### TEXTE ÉTUDIÉ:
D.M. Quel serait selon vous le point de départ de ce mouvement de fond ?
RG. La conférence de Lisbonne (2000) qui a envisagé faire de l’Europe “l’économie de la connaissance la plus compétitive et la plus dynamique du monde” a été à cet égard le point de départ d’un capitalisme du savoir qui progressivement a transformé nos actes professionnels en produits standardisés.
Il faut revoir le film formidable L’école buissonnière (Le Chanois, 1949) qui rend compte de l’approche Freinet pour constater le contrepoint par rapport aux difficultés dans lesquelles nous placent les équipes ministérielles depuis 2017 notamment.
Les incitations à des pratiques pédagogiques normées, via des prescriptions formelles (des protocoles d’évaluation, des guides), témoignent du développement de cette idéologie. L’accent mis sur la fluence est à cet égard très parlant. Comme si l’entrainement à la reconnaissance formelle rapide de correspondances graphophonologiques avait un rapport avec les stratégies de compréhension. Il y a un lien, c’est évident, pour comprendre, mieux vaut maitriser le code, mais il s’agit bien d’entrainements systématiques à la reconnaissance de la syntaxe du message et non de son contenu et encore moins d’une incitation à en parler et à le critiquer.
Le ministre Blanquer mais aussi l’institut Montaigne font la promotion d’une naturalisation des fonctionnements psychiques et sociaux de l’humain aboutissant à une sorte de neuro-cognition faisant de l’individu une machine computationnelle.
Il suffirait d’améliorer les compétences computationnelles pour obtenir des gens compétents, concurrents, servant une économie nationale.
Je pense que cette violence antidémocratique nous emmène dans le mur parce qu’elle produit d’autres formes de violences. Celles que nous connaissons aujourd’hui (début juillet 2023) n’est pas sans rapport avec ce que nous subissons. En effet Foucault nous rappelle que si nous voulons connaître la vraie nature d’un pouvoir, il faut analyser les formes qui y résistent et selon moi, depuis quelques années les formes qui résistent ne sont plus vraiment démocratiques.

### TRAVAIL DEMANDÉ:
D'après le texte étudié, quel événement est présenté comme le point de départ d'un capitalisme du savoir ?

### DONNÉES EN ENTRÉE:
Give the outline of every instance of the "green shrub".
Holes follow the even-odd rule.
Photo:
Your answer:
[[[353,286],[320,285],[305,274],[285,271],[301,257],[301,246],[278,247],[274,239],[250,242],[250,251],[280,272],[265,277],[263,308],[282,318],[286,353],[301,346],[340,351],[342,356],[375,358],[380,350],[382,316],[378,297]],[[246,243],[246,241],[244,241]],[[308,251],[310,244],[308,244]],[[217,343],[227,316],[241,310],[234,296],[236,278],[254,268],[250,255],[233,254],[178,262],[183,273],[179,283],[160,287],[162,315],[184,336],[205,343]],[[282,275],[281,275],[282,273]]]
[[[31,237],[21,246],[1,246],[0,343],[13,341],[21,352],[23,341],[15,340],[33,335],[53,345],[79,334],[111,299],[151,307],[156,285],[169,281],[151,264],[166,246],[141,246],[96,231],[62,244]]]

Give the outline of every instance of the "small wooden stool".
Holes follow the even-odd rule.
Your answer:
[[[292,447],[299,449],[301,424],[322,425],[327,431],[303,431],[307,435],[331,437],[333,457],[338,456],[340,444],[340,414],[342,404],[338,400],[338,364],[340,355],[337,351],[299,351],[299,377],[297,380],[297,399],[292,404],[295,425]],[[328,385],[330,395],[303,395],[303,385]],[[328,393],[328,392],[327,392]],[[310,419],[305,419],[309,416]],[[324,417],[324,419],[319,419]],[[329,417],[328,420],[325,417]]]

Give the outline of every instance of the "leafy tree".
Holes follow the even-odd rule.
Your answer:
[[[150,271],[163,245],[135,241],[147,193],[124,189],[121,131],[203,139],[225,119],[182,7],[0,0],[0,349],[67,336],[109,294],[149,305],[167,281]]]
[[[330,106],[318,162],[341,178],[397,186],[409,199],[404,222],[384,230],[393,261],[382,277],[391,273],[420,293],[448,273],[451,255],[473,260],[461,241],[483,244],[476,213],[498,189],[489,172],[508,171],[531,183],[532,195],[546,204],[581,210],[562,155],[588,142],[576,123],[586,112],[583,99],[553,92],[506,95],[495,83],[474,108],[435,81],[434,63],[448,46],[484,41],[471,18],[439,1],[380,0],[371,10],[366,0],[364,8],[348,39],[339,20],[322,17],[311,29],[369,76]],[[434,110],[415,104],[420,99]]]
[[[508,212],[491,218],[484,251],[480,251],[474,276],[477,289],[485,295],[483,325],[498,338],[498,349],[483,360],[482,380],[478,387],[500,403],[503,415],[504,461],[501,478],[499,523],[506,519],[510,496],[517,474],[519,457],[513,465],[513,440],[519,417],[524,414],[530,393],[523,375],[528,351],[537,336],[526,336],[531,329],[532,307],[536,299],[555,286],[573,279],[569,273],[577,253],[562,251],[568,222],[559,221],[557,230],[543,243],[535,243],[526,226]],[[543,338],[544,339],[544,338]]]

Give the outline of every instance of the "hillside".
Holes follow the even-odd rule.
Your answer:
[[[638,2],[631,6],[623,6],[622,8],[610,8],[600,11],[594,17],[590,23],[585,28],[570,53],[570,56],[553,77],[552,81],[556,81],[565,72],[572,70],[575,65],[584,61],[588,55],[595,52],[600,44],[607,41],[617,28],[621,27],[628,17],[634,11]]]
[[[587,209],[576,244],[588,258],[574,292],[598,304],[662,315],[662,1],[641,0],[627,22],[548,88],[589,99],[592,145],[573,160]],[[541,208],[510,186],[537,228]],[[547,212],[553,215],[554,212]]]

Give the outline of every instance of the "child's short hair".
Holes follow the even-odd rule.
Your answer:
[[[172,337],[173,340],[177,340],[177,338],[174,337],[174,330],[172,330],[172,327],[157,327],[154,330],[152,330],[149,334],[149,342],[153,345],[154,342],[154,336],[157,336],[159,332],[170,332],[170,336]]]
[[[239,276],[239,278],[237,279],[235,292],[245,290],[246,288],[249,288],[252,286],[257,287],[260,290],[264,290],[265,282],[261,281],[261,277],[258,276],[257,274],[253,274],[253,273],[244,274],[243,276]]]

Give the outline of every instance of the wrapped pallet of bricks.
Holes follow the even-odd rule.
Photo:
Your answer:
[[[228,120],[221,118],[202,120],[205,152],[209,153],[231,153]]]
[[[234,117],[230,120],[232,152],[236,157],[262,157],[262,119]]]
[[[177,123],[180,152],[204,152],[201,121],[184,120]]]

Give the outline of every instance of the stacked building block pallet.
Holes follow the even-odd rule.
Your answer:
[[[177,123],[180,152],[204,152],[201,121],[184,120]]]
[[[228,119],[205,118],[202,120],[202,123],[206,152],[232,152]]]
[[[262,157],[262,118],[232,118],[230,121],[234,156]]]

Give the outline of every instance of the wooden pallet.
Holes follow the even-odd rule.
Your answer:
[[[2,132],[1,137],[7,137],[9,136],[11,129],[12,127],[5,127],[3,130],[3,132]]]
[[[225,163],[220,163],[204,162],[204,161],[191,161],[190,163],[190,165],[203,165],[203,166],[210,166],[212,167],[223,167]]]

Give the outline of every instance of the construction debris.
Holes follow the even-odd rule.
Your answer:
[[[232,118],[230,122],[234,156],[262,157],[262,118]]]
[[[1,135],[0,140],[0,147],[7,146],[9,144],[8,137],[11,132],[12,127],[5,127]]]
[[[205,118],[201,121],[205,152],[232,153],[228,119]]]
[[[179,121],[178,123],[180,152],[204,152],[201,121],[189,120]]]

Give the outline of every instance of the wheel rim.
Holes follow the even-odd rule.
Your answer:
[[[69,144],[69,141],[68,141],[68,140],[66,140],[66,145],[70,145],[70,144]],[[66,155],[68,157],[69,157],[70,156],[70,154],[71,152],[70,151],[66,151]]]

### RÉPONSE AU PROBLÈME:
La conférence de Lisbonne de 2000.